● Requirement
Every line of the records that holds the word "wall" should be copied out.

★ ★ ★ ★ ★ ★ ★

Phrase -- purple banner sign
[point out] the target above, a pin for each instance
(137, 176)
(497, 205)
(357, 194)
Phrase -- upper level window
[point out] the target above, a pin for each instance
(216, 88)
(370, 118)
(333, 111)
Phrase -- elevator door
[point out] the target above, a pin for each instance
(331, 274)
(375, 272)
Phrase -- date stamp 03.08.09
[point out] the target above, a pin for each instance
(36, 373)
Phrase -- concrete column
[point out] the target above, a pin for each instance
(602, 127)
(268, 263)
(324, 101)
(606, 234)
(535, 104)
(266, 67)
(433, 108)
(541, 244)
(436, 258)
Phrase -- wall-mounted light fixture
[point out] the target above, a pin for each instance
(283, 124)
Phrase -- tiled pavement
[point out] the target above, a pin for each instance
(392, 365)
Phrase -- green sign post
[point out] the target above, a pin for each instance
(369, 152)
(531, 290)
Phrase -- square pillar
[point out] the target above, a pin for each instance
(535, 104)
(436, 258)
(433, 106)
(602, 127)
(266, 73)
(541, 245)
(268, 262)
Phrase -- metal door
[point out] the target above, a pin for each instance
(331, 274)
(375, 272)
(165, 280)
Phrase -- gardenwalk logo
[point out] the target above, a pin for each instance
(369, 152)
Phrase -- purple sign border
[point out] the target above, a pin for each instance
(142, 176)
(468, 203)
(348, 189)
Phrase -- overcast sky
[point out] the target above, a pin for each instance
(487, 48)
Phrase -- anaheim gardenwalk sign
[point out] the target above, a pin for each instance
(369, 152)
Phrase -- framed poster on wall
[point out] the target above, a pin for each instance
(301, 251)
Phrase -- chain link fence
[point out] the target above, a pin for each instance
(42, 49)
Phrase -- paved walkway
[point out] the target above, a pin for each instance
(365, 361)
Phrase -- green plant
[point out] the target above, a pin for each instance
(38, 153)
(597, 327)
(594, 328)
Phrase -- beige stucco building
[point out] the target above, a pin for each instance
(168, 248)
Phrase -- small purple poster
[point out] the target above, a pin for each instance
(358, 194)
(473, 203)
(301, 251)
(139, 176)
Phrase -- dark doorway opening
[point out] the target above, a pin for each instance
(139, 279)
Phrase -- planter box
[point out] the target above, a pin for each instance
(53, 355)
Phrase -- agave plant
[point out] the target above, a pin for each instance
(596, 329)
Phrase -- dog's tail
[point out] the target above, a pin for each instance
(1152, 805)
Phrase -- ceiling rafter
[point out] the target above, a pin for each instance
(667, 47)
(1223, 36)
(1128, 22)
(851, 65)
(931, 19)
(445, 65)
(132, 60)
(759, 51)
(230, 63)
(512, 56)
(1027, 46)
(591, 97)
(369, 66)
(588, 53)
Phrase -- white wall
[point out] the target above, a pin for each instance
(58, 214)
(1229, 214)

★ ★ ★ ★ ★ ★ ★

● Result of this task
Phrase -- wall-mounted light fixture
Phrase -- framed poster on wall
Phrase -- white wall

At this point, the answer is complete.